(Labeled region outline entries)
****************************************

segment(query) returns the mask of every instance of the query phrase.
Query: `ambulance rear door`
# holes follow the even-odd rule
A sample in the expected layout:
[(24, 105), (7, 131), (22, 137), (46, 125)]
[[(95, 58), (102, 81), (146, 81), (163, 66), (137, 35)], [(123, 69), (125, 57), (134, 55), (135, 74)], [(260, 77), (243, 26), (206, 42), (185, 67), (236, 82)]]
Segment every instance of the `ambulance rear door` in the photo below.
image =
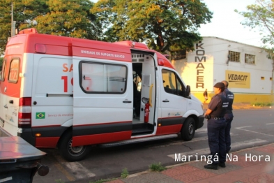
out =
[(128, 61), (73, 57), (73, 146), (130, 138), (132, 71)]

****************************************

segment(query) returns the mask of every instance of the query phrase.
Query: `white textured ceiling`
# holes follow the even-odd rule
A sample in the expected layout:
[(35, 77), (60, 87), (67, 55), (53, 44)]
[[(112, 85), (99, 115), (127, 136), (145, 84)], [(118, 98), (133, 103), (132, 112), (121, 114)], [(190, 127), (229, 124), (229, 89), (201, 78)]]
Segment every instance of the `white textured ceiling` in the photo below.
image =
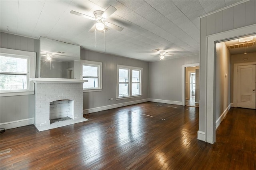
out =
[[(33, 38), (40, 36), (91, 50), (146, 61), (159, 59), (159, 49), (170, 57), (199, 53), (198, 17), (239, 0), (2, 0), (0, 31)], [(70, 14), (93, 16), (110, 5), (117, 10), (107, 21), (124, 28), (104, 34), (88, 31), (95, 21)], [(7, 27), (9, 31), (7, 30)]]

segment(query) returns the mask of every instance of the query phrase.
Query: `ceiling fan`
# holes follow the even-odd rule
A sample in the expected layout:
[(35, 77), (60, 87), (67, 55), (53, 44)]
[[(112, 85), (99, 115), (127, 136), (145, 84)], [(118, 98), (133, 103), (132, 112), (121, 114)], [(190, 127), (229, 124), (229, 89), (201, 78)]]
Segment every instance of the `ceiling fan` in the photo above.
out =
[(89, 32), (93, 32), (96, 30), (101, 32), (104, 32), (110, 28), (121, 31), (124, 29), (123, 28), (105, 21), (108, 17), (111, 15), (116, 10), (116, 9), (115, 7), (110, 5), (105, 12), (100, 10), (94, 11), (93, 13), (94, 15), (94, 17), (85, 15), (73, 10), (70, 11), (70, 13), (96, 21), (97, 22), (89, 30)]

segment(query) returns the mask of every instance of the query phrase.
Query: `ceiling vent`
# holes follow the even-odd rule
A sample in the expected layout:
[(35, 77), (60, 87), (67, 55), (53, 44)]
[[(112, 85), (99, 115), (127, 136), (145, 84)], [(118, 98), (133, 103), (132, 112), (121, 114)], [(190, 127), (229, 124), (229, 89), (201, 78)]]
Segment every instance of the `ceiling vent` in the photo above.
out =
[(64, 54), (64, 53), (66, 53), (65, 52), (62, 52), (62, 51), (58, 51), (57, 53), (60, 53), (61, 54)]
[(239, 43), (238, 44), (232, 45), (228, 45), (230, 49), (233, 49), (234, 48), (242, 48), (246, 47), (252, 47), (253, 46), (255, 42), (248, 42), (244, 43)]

****************************************

TASK DESCRIPTION:
Return each line of the data that contains the string "door".

FINISHED EXERCISE:
Query: `ambulance rear door`
Segment every instance of the `ambulance rear door` in the photo below.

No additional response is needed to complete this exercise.